Tasks to perform
**1)** In the excerpt on Josh Smith, who wrote the long 2015 feature about him?
**2)** List every player the Josh Smith excerpt gives as an example of a bust or a productive underachiever.
**3)** Please copy the passage from the Josh Smith excerpt starting at "We all dream, whatever" and ending at "got no bones.".

Page excerpt
□ □ □
We all dream, whatever we dream about, without any sense, and sometimes forget that this is not the same thing as making a plan. What we imagine in our mind expands ever-outward but disintegrates the moment reality touches it. The thing’s got no bones.


Josh Smith was actually quite a player, as tremendously gifted disappointments go. He wasn’t a bust like Tyrus Thomas or Darius Miles or even a productive underachiever like Marvin Williams or Corey Brewer. If he has a peer, it’s probably Lamar Odom, though Lamar was both more skilled and more personally troubled. (More successful too, after Pau Gasol joined he and Kobe in Los Angeles.) Josh Smith was damn good, all things considered, but so frequently and heavily lamented that he became more closely associated with his poor decisions than his broad range of talents. 


His shot selection was stupid. He liked the three, loved the long two, and couldn’t make either one of them. Smoove once said “I’m not one to look at where I am on the court [when I shoot],” and really, he should have. In 2015, Jonathan Abrams wrote a long feature on Smith that features roughly a billion instances of a parent, coach, or teammate saying something like yeah, I dunno, the guy just likes to heave it. It’s not like nobody talked to him about it, or that Smith wasn’t aware that he was a horrifically unsuccessful jumpshooter. He simply felt like the next one was going in. Aside from a couple seasons in Atlanta when he made more of an effort to attack the rim—not coincidentally, the two most efficient years of his career—he was addicted to pulling up as the entire arena groaned.


The thing is, it’s not like Josh Smith was Russell Westbrook. He wasn’t shooting poorly and all the time. For most of his career, he shared an offensive workload with Joe Johnson and Al Horford, and if those two demi-stars weren’t quite voluble enough to relegate Smith to a role that perfectly suited him, they also freed him up to do the kind of dazzling peripheral work he thrived on. You could be forgiven for watching Smoove hoist a series of godawful fading 18-footers and conclude that he had no idea what he was do—and a lot of people did just that, based on their limited information; the Hawks were not exactly appointment viewing—but he was inarguably, shot selection aside, a really smart player. On the perimeter, he used his length to force ballhandlers wherever they didn’t want to go, or into help, and in the paint, Horford’s excellent positional defending allowed him to be an off-ball predator, arriving from the weak side to erase lay-in attempts and strip posting big men. He was a good passer for the same reason he was a good cutter: Smoove had a sharp understanding of timing and angles, how to start moving a beat before the rim protector needs to get out of the paint.
□ □ □
Source material
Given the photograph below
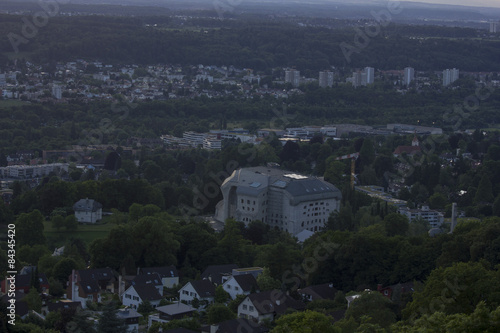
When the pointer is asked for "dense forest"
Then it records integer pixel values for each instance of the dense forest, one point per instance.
(260, 45)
□ □ □
Outputs
**1)** Jonathan Abrams

**2)** Tyrus Thomas, Darius Miles, Marvin Williams, Corey Brewer

**3)**
We all dream, whatever we dream about, without any sense, and sometimes forget that this is not the same thing as making a plan. What we imagine in our mind expands ever-outward but disintegrates the moment reality touches it. The thing’s got no bones.